==== EXERCISE DATA ====
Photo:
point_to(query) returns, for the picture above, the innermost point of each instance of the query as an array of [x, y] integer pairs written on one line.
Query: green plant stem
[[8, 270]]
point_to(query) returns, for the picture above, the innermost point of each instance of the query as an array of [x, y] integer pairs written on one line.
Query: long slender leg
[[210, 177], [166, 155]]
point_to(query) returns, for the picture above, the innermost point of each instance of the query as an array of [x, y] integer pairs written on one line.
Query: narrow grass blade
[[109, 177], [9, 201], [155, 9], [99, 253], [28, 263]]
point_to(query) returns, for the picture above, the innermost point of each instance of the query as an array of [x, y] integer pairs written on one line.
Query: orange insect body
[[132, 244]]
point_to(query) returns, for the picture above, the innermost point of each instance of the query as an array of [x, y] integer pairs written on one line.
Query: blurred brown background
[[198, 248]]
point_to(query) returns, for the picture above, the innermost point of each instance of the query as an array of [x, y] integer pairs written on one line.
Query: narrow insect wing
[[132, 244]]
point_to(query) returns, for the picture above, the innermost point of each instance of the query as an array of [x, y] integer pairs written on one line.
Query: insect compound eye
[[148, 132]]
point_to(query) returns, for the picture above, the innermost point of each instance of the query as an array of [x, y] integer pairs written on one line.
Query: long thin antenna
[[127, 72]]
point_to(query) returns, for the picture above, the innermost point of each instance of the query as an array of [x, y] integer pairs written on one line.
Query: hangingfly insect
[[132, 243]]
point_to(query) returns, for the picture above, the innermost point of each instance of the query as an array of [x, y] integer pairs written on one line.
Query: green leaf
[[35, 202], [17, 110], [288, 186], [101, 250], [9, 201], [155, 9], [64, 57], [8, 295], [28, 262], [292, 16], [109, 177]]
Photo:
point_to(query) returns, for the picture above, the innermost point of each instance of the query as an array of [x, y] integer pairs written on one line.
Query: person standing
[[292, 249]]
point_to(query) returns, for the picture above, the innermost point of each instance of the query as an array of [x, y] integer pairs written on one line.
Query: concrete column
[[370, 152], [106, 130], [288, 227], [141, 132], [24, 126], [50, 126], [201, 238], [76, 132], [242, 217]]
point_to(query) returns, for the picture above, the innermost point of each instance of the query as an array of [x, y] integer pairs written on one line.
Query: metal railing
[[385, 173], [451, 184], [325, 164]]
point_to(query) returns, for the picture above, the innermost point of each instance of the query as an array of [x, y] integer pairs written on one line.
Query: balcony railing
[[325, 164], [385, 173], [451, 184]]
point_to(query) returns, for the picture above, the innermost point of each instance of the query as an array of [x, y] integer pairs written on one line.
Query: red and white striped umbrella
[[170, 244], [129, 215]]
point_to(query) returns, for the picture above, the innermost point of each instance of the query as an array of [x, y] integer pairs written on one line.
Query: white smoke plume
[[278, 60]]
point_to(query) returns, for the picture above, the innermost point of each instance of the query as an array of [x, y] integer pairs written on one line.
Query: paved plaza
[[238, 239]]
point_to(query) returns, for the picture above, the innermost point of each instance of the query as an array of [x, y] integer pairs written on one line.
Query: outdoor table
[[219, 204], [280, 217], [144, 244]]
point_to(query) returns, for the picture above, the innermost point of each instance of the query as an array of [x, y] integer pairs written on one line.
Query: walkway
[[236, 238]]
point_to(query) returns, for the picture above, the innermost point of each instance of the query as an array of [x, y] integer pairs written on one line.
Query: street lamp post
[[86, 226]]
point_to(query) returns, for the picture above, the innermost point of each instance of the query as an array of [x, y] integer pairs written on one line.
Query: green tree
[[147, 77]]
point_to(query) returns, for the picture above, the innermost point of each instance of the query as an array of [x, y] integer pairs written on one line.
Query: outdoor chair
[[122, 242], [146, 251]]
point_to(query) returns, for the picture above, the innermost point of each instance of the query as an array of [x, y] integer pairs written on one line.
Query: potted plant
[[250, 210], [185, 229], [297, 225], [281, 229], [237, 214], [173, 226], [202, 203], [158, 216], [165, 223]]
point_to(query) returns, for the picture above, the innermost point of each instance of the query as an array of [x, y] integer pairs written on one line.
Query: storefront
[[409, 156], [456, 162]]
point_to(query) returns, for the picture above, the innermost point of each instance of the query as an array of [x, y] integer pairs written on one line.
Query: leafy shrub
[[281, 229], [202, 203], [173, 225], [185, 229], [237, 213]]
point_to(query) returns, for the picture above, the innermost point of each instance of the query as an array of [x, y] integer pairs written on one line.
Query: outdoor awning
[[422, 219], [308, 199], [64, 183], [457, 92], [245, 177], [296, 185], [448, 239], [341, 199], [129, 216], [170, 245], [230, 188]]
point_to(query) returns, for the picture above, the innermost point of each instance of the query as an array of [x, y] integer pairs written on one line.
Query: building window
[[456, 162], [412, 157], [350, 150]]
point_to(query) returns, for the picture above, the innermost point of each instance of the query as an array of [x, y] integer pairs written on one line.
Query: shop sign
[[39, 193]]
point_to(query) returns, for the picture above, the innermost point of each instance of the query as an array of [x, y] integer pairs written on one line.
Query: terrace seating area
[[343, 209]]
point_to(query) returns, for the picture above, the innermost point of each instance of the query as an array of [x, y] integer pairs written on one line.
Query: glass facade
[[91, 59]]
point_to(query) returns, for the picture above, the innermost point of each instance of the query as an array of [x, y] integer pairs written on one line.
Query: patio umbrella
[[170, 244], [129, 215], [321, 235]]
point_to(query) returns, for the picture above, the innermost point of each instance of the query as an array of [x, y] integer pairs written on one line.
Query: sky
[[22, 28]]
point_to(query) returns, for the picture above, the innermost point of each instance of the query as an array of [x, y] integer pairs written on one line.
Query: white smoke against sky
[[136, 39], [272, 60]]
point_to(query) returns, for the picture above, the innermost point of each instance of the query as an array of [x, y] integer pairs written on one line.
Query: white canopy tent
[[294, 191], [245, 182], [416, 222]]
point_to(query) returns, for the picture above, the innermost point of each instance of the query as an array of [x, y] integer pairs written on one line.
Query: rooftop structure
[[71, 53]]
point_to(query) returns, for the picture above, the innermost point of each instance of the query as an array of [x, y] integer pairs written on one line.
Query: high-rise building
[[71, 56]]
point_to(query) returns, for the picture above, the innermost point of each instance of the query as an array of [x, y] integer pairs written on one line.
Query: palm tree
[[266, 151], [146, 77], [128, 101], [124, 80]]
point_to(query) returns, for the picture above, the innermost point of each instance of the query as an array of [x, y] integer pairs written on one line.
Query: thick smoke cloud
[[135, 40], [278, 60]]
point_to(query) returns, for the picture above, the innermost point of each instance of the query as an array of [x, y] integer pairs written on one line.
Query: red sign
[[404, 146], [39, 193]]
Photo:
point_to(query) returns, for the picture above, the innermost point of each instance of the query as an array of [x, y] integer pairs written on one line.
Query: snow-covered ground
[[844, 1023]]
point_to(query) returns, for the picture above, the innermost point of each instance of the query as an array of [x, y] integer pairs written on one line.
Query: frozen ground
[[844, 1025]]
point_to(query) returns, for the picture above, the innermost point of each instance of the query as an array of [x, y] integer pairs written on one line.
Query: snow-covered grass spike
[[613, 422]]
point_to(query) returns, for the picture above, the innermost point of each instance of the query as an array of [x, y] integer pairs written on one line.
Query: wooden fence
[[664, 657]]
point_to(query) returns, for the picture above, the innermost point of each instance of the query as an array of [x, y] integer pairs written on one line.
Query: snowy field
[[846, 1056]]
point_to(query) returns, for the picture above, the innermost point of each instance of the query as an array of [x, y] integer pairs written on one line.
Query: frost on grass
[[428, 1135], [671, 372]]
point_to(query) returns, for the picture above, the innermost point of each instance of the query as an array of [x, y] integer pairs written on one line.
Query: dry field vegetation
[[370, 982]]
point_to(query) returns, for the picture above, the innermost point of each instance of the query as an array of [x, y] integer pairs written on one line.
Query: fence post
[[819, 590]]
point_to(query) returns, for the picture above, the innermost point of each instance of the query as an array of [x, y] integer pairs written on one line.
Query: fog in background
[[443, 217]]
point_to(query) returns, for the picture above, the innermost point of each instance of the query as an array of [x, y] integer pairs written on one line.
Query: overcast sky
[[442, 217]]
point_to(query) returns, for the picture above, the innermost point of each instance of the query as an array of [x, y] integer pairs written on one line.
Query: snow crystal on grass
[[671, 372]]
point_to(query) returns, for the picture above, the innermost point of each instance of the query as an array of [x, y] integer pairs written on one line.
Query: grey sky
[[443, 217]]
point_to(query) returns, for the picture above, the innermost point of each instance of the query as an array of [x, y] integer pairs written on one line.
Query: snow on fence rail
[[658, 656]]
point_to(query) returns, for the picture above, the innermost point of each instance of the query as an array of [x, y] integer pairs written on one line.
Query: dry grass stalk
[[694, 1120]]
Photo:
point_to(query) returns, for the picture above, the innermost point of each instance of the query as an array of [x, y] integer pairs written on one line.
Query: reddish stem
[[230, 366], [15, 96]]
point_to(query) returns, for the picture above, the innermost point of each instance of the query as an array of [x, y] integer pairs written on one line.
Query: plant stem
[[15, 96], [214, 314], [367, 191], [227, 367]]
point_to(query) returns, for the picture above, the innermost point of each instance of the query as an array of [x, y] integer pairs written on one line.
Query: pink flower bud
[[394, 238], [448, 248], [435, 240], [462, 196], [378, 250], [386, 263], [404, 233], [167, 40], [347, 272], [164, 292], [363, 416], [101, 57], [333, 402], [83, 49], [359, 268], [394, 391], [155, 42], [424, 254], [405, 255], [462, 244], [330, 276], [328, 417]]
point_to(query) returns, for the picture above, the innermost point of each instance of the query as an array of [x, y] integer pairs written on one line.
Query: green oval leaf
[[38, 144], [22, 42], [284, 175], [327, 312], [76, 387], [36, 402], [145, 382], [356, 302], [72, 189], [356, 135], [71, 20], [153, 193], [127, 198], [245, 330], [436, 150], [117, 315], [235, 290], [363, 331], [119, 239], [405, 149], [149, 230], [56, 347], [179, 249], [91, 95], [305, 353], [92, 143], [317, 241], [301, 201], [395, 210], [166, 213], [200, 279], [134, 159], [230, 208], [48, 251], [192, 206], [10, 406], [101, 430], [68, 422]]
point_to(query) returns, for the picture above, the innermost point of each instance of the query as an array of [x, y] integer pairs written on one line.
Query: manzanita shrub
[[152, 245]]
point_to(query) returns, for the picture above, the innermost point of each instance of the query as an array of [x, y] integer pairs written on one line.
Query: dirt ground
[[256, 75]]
====
TASK GOAL >> Find each line in the listing above that contains the word "fence", and copy those lines out.

SOLUTION TO THIS EXERCISE >>
Query: wooden fence
Query: fence post
Query: snow on fence rail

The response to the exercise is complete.